- Dataset extract
━━━━

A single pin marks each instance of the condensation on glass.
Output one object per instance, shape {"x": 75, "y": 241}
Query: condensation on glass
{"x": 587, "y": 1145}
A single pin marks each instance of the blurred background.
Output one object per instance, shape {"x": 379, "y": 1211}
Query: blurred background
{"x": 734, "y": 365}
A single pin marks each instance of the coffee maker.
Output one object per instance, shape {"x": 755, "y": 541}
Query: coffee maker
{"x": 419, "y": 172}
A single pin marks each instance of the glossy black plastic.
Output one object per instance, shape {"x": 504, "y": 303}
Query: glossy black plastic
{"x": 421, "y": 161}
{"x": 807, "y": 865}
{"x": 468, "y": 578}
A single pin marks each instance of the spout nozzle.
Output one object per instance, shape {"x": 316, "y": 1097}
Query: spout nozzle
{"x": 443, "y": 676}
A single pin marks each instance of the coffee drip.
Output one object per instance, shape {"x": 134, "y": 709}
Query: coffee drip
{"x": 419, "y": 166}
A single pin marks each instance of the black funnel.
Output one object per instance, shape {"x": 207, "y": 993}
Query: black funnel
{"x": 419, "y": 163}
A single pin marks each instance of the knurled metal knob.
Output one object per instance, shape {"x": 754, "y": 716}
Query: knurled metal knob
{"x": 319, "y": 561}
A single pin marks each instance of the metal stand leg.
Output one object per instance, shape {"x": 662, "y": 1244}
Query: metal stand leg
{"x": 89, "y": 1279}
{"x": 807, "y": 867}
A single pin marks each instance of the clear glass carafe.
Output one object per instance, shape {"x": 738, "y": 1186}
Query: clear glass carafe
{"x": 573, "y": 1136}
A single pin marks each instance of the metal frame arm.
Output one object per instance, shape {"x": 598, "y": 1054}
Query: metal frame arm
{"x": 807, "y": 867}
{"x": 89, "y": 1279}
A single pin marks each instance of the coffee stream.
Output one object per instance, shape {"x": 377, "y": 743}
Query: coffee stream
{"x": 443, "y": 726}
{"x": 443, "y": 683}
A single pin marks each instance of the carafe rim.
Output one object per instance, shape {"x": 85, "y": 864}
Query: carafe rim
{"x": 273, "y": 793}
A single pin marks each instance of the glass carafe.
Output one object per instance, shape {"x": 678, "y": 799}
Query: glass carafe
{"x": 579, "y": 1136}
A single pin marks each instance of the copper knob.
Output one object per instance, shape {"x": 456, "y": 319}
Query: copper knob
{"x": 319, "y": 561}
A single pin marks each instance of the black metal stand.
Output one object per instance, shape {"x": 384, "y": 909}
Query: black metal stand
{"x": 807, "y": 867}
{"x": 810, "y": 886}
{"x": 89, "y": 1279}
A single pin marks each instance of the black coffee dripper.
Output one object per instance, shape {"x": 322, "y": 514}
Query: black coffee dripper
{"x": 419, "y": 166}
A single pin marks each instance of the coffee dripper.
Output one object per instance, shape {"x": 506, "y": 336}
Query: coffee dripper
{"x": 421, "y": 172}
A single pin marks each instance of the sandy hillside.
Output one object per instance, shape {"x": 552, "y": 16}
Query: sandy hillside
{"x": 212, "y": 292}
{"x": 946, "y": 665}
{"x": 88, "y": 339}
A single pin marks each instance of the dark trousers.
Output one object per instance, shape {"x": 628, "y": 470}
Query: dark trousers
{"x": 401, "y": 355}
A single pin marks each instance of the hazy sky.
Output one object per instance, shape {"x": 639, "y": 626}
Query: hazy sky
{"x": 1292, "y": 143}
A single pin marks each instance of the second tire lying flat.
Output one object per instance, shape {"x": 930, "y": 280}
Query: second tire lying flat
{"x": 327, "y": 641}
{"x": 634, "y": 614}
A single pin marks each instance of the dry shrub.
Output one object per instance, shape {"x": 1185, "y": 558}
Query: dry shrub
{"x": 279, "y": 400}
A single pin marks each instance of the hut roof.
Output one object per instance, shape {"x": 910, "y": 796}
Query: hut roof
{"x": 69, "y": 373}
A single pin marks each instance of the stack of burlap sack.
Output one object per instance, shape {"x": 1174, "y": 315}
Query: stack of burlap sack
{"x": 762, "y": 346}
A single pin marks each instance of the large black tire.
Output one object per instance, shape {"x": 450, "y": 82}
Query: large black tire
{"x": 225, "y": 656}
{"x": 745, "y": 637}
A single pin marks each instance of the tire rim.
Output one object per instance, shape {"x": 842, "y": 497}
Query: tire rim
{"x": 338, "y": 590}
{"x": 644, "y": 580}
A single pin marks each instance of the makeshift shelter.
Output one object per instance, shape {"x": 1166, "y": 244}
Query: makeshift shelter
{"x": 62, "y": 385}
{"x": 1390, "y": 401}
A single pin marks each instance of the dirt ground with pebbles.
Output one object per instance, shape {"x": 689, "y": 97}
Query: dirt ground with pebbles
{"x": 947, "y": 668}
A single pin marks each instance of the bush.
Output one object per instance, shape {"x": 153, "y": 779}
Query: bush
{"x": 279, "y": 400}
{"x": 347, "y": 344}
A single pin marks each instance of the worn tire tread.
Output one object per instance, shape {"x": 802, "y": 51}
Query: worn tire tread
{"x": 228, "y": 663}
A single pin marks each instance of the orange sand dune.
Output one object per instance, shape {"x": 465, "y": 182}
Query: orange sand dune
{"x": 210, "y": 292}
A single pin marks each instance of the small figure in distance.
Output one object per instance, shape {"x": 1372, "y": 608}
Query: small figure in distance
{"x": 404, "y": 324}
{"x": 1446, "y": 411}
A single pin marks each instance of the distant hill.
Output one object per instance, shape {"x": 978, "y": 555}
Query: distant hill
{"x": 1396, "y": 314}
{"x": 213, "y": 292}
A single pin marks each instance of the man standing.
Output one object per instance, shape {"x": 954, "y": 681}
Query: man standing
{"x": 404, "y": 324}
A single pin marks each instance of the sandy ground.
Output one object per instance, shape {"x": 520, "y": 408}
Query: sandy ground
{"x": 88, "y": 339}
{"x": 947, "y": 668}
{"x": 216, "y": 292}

━━━━

- Task instructions
Return the material exactly as it stands.

- Response below
A single pin marks each instance of the condensation on glass.
Output one object per instance, shape {"x": 75, "y": 241}
Query: condensation on glass
{"x": 587, "y": 1145}
A single pin marks each instance of the blurred background.
Output one object per instance, shape {"x": 379, "y": 1211}
Query: blurred background
{"x": 734, "y": 365}
A single pin marks each instance of the coffee maker.
Output one object per instance, shape {"x": 755, "y": 541}
Query: coffee maker
{"x": 419, "y": 172}
A single pin marks each instance of the glossy black plastic.
Output one object per instance, shape {"x": 504, "y": 303}
Query: glossy black plastic
{"x": 421, "y": 161}
{"x": 807, "y": 865}
{"x": 468, "y": 578}
A single pin marks each instance of the spout nozzle.
Output one object per instance, shape {"x": 316, "y": 1097}
Query: spout nozzle
{"x": 443, "y": 676}
A single pin marks each instance of the coffee drip.
Output one object per instance, shape {"x": 134, "y": 709}
Query: coffee drip
{"x": 419, "y": 166}
A single pin marks each instance of the black funnel.
Output one object per instance, shape {"x": 207, "y": 993}
Query: black funnel
{"x": 419, "y": 163}
A single pin marks each instance of the knurled metal knob.
Output one object per instance, shape {"x": 754, "y": 716}
Query: knurled metal knob
{"x": 319, "y": 561}
A single pin marks each instance of the metal stand leg.
Output one object per instance, shape {"x": 662, "y": 1244}
Query: metal stand leg
{"x": 89, "y": 1279}
{"x": 807, "y": 867}
A single pin marks each instance of the clear glass carafe.
Output one object per instance, shape {"x": 738, "y": 1186}
Query: clear glass carafe
{"x": 573, "y": 1136}
A single pin marks each instance of the metal frame arm.
Output one object per instance, shape {"x": 598, "y": 1054}
Query: metal frame arm
{"x": 807, "y": 867}
{"x": 89, "y": 1279}
A single pin marks each instance of the coffee stream.
Output one object per instance, shape {"x": 377, "y": 743}
Query: coffee stream
{"x": 443, "y": 726}
{"x": 443, "y": 683}
A single pin marks each instance of the carafe rim.
Output one object per instance, shape {"x": 85, "y": 864}
Query: carafe rim
{"x": 273, "y": 793}
A single pin marks each instance of the glass carafe.
Output one object per instance, shape {"x": 678, "y": 799}
Query: glass carafe
{"x": 579, "y": 1136}
A single pin marks each instance of the copper knob.
Output one object per instance, shape {"x": 456, "y": 319}
Query: copper knob
{"x": 319, "y": 561}
A single pin marks each instance of the black metal stand.
Output one object per instance, shape {"x": 384, "y": 909}
Query: black metal stand
{"x": 807, "y": 867}
{"x": 810, "y": 886}
{"x": 89, "y": 1279}
A single pin marks each instance of the black coffee dripper.
Output one object per instance, shape {"x": 322, "y": 514}
Query: black coffee dripper
{"x": 419, "y": 166}
A single pin marks each instance of the coffee dripper.
Output one object per instance, shape {"x": 506, "y": 336}
Query: coffee dripper
{"x": 421, "y": 172}
A single pin marks each instance of the sandy hillside.
Output one object per instance, shape {"x": 552, "y": 16}
Query: sandy hillside
{"x": 212, "y": 292}
{"x": 946, "y": 665}
{"x": 88, "y": 339}
A single pin marks each instance of the dark trousers.
Output one object per instance, shape {"x": 628, "y": 470}
Query: dark trousers
{"x": 401, "y": 355}
A single pin marks each instance of the hazy sky.
Output one object per instance, shape {"x": 639, "y": 626}
Query: hazy sky
{"x": 1292, "y": 143}
A single pin marks each instance of the second tire lying flat.
Output one object per instance, shape {"x": 930, "y": 280}
Query: second tire lying flat
{"x": 327, "y": 641}
{"x": 634, "y": 614}
A single pin marks each instance of the dry shrub.
Output one object per instance, shape {"x": 1185, "y": 558}
Query: dry shrub
{"x": 279, "y": 400}
A single pin marks each instance of the hut roof.
Output one object per instance, shape {"x": 910, "y": 796}
Query: hut roof
{"x": 69, "y": 373}
A single pin marks each instance of the stack of burlap sack.
Output one object per instance, shape {"x": 1174, "y": 315}
Query: stack of burlap sack
{"x": 762, "y": 346}
A single pin marks each instance of the large black tire.
Output one object per instance, shape {"x": 450, "y": 82}
Query: large black tire
{"x": 225, "y": 656}
{"x": 745, "y": 637}
A single pin marks each instance of the tire rim.
Output one object per instance, shape {"x": 842, "y": 497}
Query: tire rim
{"x": 338, "y": 590}
{"x": 644, "y": 580}
A single pin marks each instance of the makeshift shelter.
Output one object per instance, shape {"x": 1166, "y": 244}
Query: makeshift shelter
{"x": 62, "y": 385}
{"x": 1390, "y": 401}
A single pin marks each instance of the dirt ground with pebbles.
Output one object per instance, shape {"x": 689, "y": 97}
Query: dirt ground with pebbles
{"x": 947, "y": 668}
A single pin marks each instance of the bush.
Output one object per instance, shape {"x": 153, "y": 779}
Query: bush
{"x": 279, "y": 400}
{"x": 347, "y": 344}
A single pin marks each instance of the worn tire tread.
Output one object per instance, shape {"x": 802, "y": 51}
Query: worn tire tread
{"x": 228, "y": 663}
A single pin marks each instance of the orange sand dune.
Output one object per instance, shape {"x": 465, "y": 182}
Query: orange sand dune
{"x": 210, "y": 292}
A single pin marks each instance of the small figure in distance.
Output one object per instance, shape {"x": 1372, "y": 608}
Query: small figure in distance
{"x": 404, "y": 324}
{"x": 1446, "y": 411}
A single pin marks each instance of the distant hill.
Output one object per instance, shape {"x": 978, "y": 555}
Query: distant hill
{"x": 1396, "y": 314}
{"x": 213, "y": 292}
A single pin marks each instance of the man standing.
Output one object per instance, shape {"x": 954, "y": 681}
Query: man standing
{"x": 404, "y": 324}
A single pin marks each instance of the sandy ground.
Output one object per instance, shape {"x": 520, "y": 408}
Query: sandy ground
{"x": 88, "y": 339}
{"x": 947, "y": 668}
{"x": 216, "y": 292}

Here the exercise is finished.